== Segment start ==

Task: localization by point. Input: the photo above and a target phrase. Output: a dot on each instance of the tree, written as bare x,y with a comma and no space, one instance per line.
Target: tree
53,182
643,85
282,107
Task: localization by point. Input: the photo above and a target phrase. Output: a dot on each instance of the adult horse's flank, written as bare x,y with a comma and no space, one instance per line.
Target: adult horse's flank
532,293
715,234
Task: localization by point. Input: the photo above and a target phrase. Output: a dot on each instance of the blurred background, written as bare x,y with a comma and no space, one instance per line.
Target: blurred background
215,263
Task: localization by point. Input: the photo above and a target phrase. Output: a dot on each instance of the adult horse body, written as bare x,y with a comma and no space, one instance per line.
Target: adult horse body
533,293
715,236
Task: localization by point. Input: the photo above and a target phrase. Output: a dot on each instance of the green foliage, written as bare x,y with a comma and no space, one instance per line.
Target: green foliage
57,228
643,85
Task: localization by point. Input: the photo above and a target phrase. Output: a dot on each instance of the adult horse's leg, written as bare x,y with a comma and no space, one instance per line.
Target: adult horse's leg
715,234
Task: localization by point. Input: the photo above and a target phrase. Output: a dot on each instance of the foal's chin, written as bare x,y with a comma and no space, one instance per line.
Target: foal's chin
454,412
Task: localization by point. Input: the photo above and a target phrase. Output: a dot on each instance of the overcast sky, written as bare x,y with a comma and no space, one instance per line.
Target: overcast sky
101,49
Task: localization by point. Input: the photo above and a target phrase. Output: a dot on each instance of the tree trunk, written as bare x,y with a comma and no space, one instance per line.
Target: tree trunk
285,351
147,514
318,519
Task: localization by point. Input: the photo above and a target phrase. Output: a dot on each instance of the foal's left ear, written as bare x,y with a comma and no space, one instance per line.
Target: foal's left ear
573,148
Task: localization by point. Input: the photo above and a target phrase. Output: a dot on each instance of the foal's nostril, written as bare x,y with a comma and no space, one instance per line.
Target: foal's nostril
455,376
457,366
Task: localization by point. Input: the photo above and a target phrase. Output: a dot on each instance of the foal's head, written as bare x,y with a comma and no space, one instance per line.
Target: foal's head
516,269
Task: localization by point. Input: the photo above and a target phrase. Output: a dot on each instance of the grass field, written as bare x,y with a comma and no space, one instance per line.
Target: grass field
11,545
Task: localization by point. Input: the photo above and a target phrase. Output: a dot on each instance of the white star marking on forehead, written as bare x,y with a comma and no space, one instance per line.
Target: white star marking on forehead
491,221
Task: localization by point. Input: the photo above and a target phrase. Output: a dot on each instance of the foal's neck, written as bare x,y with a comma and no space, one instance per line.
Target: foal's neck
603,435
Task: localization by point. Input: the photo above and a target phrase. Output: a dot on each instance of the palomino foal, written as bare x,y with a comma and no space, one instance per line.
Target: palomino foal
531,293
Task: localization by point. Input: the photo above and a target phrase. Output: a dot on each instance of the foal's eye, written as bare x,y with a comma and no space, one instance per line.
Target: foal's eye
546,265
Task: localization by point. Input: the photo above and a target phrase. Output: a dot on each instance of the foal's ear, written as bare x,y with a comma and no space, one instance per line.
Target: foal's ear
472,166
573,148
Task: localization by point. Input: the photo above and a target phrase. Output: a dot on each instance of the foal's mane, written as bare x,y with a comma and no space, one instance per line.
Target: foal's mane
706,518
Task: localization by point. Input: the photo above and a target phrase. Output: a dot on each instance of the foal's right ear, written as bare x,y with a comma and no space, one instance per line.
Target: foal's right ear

== Segment end ==

_Your assignment:_ Copy out the entries in full, exactly as they appear.

_Answer:_
Task: localization by point. Input: the photo above and a target phrase. Output: a dot on each instance of the tree, written as bare x,y with a comma and no space, one instance per line.
Target: tree
53,182
643,85
282,107
Task: localization by point. Input: the photo above and a target phrase. Output: a dot on each instance of the adult horse's flank, written as bare x,y with a comma and no space, one instance per line.
Target: adult horse's flank
532,293
715,234
Task: localization by point. Input: the photo above and a target phrase. Output: a dot on each instance of the blurred background, written as bare x,y with a comma and no space, one instance per line.
Target: blurred background
215,263
Task: localization by point. Input: the photo above and a target phrase. Output: a dot on each instance of the adult horse body, written as bare x,y with a comma and no space, one instance per line.
Target: adult horse body
533,293
715,236
Task: localization by point. Input: the photo above and a target phrase. Output: a dot on each instance of the green foliage, written as bare x,y with a comma and no space, one instance per line.
Target: green foliage
57,228
643,85
Task: localization by point. Input: the photo above and a target phrase. Output: a dot on each instance of the adult horse's leg, written as bare x,y with a comma and no space, one instance per line.
Target: adult horse's leg
715,234
Task: localization by point. Input: the photo above and a target phrase. Output: a dot on each instance of the foal's chin, written as bare x,y with a comma and no space, one instance per line.
Target: foal's chin
454,412
Task: localization by point. Input: the photo above and a target phrase. Output: a dot on each instance of the overcast sky, written as bare x,y with a comma and no space, one instance per line.
Target: overcast sky
101,49
Task: localization by point. Input: the photo above and a target phrase. Output: a dot on each instance of the tree trunk, written as bare x,y with a comma and no space, one instance per line.
Target: tree trunk
285,351
147,514
318,519
Task: localization by point. Input: the photo above and a target phrase. Output: a dot on each instance of the foal's left ear, written as bare x,y with a comma and no space, one instance per line.
Target: foal's left ear
573,148
Task: localization by point. Input: the photo above and a target phrase. Output: a dot on each instance of the foal's nostril, written as bare x,y with a comma and no space, one instance per line.
Target: foal's nostril
455,376
457,366
Task: localization by point. Input: the photo above and a target phrase. Output: a dot on each instance of the foal's head, written as bare x,y with a comma and no space, one instance per line.
Target: foal's head
516,269
Task: localization by point. Input: the photo above and a target phrase. Output: a dot on each instance of the grass field, written as bare x,y with a comma and no space, one instance per line.
Target: grass field
11,545
Task: localization by point. Input: the photo above and a target phrase. Output: a dot on each instance of the white star marking on forehead, written as bare x,y with a comma and no space, one instance per line.
Target: white star marking on forehead
491,221
Task: localization by point. Input: the photo above and a target phrase. Output: a dot on each instance of the foal's neck, written as bare x,y with a comma and no space, one instance per line.
Target: foal's neck
603,435
Task: localization by point. Input: the photo above and a target phrase. Output: a dot on each instance of the palomino foal, written as bare x,y with a comma and no space, one instance per line.
Target: palomino foal
531,293
Task: localization by point. Input: the photo above and a target phrase. Output: a dot on each instance of the foal's eye, written as bare x,y with a comma and no space, one instance per line.
Target: foal's eye
546,265
Task: localization by point. Input: the photo above and a target phrase. Output: a dot on each instance of the foal's ear, written as bare x,y with a comma and no space, one instance per line.
Target: foal's ear
472,166
573,148
Task: localization by point. Input: the photo above and a target phrase. Output: a dot on each instance of the foal's mane, written as bare x,y with a comma and no space, one instance per line.
Target: foal's mane
706,518
Task: localization by point. Input: the photo above and a target phrase. Output: a dot on each instance of the foal's right ear, written as bare x,y with a comma and no space, one instance per line.
Target: foal's right ear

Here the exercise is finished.